## Given task:
Copy each of the lines below word for word, changing nothing.

## Records for the exercise:
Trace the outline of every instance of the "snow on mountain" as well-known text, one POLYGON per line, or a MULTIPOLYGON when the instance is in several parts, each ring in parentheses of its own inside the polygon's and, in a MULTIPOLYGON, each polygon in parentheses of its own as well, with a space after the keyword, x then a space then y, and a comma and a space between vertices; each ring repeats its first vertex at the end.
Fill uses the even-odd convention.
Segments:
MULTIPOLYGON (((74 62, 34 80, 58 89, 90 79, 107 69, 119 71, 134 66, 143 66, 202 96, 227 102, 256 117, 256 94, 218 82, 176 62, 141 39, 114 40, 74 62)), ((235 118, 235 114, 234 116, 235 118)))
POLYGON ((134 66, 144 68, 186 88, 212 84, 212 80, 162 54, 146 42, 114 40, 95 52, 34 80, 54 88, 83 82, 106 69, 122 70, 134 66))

## Answer:
Trace the outline of every instance of the "snow on mountain" as well-known text, one POLYGON per line, or a MULTIPOLYGON when the instance is in several parts, each ring in parentheses of its own inside the polygon's and, in a MULTIPOLYGON, each polygon in parentheses of its own as well, with a space after the keyword, x then a space then y, and a comma and a space between vertices; each ring repeats its first vertex at the end.
Fill uses the even-odd convention.
Segments:
MULTIPOLYGON (((74 62, 34 80, 58 89, 90 79, 107 69, 119 71, 134 66, 143 66, 202 96, 227 102, 256 117, 256 94, 218 82, 176 62, 141 39, 114 40, 74 62)), ((235 118, 235 114, 234 116, 235 118)))
POLYGON ((134 66, 144 68, 186 88, 212 84, 212 80, 162 54, 146 42, 114 40, 95 52, 34 80, 54 88, 83 82, 106 69, 122 70, 134 66))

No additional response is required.